§ Text section:
========================
Edward A. Schlesinger

Yes. Thanks and thanks for having us today. Appreciate it. I would start-off by saying, we apply a very disciplined approach to capital allocation. We have a three, four, five framework that we use to invest three core technologies for manufacturing platforms, and we look to invent new capabilities or combinations of those core technologies, manufacturing platforms across the markets we serve.

We do that through investing in research and development. The majority of our research and development spending is focused on the near-term in terms of revenue opportunities. Think of that as sort of the five year — next five year window. We do spend a decent amount beyond that as well, and then what we look to do is once we feel like we have an opportunity to commercialize, we invest capital. And we try to do that in a very disciplined way where we create a level of certainty in generating a return. We target a 20% return on that invested capital when it’s fully up and running. We look to de-risk that in ways by getting incentives or customer funding or long-term supply agreement.

So, that’s kind of the approach we take, we prioritize organic growth, across the markets that we serve. And if we’re successful in doing that, we generate cash and then our goal is to return that cash to shareholders. And we think we have a lot of organic growth opportunities in the foreseeable future. So, that’s kind of how we’re thinking about deploying capital in the near-term.

Samik Chatterjee

Okay. No, great. The reason I sort of started with that is, you have diversified in markets that you address, but when I look at overall your exposure to consumer spending, you have limited diversification to overall consumer spending as sort of a drive. How you’re thinking about the concentration of revenue drivers to consumer spending? Do you see more opportunities to diversify beyond consumers, the leverage that you have to consumer spending?
========================
§ Short exercise: Write the next part of the capital allocation interview above, starting right after its last question.

§ Material provided:
========================
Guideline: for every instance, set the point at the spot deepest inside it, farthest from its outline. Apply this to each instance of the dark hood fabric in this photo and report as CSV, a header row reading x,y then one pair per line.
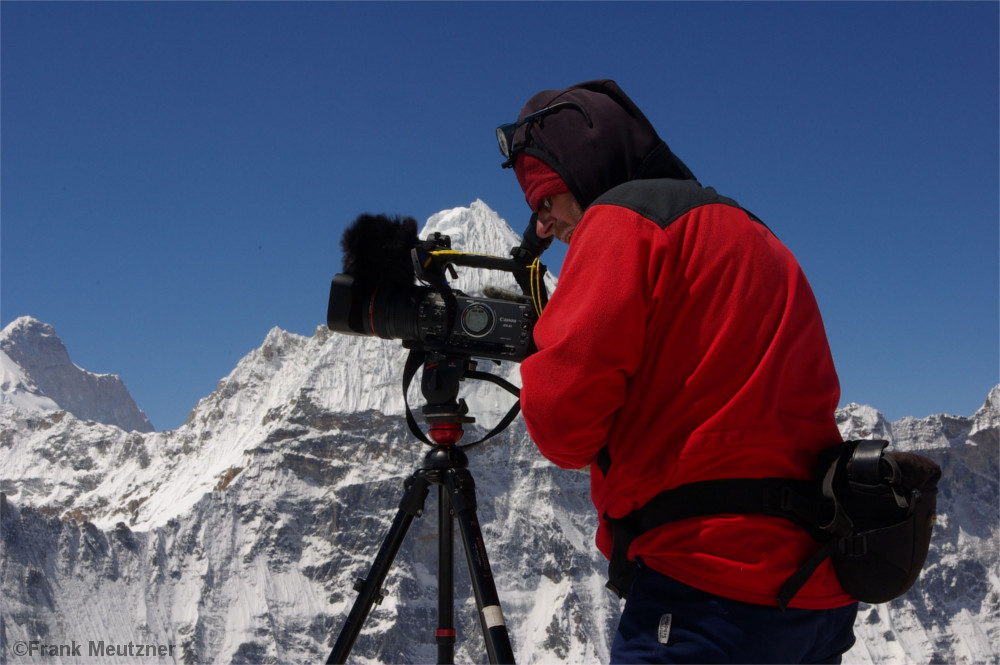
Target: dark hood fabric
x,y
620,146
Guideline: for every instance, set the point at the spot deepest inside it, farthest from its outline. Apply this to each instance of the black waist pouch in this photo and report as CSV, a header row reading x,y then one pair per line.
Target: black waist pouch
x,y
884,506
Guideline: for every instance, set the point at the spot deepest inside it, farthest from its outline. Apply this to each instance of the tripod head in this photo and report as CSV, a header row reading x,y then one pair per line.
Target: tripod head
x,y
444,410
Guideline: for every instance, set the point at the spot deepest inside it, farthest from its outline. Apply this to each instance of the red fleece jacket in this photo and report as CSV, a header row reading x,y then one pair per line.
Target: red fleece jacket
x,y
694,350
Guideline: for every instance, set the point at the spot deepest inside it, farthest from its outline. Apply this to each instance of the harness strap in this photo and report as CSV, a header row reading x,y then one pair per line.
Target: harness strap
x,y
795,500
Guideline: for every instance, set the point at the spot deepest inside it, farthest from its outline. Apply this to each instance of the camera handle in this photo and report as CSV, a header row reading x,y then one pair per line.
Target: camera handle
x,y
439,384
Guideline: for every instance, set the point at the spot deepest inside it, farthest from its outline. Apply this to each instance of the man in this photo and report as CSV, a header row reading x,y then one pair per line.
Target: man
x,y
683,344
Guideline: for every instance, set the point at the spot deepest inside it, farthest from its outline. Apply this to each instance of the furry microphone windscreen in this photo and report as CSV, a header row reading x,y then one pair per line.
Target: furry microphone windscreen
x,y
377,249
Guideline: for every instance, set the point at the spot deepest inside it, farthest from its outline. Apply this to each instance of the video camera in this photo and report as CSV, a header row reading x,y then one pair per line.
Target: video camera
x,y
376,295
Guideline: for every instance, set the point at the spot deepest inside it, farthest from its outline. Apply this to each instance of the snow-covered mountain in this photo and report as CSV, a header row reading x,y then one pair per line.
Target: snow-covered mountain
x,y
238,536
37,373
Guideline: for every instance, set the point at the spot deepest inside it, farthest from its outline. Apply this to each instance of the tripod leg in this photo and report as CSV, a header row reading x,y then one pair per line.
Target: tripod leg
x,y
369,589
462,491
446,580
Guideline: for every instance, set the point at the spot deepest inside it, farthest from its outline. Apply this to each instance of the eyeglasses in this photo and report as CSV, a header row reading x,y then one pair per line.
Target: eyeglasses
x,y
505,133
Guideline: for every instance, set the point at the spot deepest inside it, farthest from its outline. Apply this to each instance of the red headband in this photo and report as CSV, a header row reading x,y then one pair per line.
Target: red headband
========================
§ Exercise output:
Edward A. Schlesinger

Yes. So, if I think about our consumer focused markets, first, display, specialty materials in auto. Our goal is to outperform in those markets. We do that by adding content into those markets and we grow — we tend to grow faster. We look for technology curves, new technology curves, a great example is in the automotive space where the need for glass is becoming more relevant in automobiles.

So, we have an opportunity to leverage up on that curve. We look for replacement cycles or new design cycles, and so that’s our focus in those particular areas. And then we also have markets where we’re chasing sort of a secular trend like in optical communications, the need for broadband or in solar, the need for green energy. So, we think we have a nice diversified group of end markets. And again, our goal is to outperform in the consumer-based end markets.

Samik Chatterjee

Okay. On that front, you mentioned this, in terms of more of the Corning product in every end market, but maybe we can go through the different segments. You did sort of touch on it briefly, but when we look at the different end markets, maybe flesh that out a bit more, how do you think about more Corning as a strategy in each of those?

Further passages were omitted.